## WHAT YOU HAVE TO DO:
Locate each line in the data below that contains the word "white", and copy those lines out in full.

## SOURCE RECORDS:
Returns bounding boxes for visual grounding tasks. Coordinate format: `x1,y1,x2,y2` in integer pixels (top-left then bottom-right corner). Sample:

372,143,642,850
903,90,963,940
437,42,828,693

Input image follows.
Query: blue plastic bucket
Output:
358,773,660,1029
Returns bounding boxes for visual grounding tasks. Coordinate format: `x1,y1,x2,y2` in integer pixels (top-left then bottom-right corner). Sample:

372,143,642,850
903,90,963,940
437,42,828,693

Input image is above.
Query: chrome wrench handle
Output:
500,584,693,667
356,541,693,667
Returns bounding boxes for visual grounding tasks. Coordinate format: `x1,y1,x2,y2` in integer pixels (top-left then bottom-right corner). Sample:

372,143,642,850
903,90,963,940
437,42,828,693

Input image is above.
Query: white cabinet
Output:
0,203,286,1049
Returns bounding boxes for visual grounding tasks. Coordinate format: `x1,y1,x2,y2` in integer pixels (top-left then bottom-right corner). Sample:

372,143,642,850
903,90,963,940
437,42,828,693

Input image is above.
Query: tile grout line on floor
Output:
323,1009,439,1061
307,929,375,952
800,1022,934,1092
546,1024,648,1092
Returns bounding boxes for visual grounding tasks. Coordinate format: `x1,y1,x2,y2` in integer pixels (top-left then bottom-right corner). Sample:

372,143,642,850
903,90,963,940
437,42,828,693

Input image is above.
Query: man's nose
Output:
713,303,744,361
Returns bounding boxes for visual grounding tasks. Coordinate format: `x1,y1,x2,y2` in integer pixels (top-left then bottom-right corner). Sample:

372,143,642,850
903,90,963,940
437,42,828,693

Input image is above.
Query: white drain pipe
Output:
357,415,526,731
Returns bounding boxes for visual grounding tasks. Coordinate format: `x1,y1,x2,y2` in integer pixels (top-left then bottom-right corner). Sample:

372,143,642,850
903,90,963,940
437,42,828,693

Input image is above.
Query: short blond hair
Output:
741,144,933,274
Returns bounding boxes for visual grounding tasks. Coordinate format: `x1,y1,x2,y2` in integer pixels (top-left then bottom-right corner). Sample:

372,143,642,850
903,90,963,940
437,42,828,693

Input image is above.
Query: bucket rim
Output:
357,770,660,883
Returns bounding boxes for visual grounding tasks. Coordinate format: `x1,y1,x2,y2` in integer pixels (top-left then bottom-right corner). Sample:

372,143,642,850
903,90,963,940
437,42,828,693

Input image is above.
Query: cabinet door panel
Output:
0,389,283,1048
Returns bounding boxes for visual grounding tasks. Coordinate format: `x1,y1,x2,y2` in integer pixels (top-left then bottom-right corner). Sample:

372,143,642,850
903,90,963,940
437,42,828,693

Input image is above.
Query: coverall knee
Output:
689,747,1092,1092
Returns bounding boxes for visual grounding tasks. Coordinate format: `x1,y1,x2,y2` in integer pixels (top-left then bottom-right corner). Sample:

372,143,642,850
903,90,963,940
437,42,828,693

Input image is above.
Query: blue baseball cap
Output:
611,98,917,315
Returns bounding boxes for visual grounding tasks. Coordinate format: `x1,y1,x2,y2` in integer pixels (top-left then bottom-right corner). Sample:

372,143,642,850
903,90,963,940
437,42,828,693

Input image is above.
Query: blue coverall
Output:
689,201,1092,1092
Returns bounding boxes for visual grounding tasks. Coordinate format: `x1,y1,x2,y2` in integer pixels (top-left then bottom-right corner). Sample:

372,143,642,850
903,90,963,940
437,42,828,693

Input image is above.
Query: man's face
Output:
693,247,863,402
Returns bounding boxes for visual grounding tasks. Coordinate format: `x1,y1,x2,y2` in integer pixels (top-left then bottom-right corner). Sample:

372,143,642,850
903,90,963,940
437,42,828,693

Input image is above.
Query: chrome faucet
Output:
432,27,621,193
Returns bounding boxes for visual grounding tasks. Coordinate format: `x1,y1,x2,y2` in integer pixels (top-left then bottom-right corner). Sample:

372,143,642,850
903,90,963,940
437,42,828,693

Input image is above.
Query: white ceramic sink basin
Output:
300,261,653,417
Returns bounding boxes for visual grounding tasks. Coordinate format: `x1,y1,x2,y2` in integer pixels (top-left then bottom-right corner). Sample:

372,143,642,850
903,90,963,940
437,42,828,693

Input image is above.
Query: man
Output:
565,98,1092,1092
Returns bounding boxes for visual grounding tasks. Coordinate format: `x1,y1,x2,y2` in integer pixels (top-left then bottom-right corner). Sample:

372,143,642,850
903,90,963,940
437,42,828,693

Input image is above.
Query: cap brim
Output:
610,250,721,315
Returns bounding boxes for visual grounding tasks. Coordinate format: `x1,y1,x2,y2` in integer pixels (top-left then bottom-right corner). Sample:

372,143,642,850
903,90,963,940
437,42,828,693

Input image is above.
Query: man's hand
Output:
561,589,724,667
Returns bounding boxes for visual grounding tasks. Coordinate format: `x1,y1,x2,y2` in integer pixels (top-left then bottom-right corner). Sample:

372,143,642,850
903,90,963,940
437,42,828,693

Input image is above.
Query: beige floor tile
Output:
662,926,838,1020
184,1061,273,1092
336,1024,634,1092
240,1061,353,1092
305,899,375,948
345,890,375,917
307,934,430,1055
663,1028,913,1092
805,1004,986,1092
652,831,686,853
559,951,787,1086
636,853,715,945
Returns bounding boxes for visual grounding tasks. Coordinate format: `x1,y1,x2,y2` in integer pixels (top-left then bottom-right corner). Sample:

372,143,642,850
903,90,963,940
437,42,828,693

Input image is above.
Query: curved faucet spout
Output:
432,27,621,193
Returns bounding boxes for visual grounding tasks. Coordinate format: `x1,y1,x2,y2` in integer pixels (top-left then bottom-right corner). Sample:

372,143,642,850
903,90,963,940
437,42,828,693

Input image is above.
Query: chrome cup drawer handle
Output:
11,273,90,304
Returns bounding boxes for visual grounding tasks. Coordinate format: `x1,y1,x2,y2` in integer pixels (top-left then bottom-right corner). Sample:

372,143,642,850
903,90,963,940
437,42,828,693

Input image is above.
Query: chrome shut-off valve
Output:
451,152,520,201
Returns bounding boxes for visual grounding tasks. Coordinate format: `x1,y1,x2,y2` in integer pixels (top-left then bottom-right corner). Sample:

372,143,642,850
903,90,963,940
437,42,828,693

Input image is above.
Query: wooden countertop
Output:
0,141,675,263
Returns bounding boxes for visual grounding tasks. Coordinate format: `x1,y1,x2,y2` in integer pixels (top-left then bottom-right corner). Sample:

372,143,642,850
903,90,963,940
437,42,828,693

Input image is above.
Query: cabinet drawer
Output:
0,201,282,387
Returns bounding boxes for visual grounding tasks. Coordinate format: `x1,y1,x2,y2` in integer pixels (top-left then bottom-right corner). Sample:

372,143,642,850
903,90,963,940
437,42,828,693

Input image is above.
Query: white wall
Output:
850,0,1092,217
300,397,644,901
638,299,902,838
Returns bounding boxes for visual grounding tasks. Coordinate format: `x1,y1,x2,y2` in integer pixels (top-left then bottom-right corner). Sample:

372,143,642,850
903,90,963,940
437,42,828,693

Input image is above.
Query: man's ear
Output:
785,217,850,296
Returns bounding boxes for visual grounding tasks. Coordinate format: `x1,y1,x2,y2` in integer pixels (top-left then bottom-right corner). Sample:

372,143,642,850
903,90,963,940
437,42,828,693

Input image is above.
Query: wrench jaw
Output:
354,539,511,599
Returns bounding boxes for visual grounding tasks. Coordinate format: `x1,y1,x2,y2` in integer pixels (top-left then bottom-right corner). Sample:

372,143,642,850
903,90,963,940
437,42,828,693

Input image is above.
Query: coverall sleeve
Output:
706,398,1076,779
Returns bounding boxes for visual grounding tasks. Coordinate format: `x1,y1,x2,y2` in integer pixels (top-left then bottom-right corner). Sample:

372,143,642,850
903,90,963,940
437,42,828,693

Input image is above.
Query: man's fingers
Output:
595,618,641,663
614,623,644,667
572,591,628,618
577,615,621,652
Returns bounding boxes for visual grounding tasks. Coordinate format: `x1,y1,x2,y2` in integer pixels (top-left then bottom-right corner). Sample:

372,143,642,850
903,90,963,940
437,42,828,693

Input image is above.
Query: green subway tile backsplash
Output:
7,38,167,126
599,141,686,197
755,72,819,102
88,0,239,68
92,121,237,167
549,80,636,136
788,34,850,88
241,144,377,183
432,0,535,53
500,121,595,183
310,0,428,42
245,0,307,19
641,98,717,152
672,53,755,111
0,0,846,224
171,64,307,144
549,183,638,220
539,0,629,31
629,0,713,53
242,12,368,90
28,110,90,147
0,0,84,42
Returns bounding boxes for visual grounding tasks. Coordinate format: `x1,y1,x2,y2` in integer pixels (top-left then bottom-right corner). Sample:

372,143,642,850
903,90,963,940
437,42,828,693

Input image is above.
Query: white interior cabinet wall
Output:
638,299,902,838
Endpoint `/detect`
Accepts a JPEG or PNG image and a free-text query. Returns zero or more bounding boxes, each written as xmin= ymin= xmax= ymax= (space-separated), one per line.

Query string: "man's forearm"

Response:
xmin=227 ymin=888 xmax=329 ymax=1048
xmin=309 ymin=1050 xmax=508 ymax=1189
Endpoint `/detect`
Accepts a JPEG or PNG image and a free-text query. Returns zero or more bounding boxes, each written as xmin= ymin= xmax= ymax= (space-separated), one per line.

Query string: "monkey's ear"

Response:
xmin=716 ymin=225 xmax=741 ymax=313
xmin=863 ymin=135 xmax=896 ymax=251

## SOLUTION TO THIS EXERCISE:
Query: white cabinet
Query: white drain pipe
Query: white ceramic sink basin
Query: white wall
Query: white interior cabinet wall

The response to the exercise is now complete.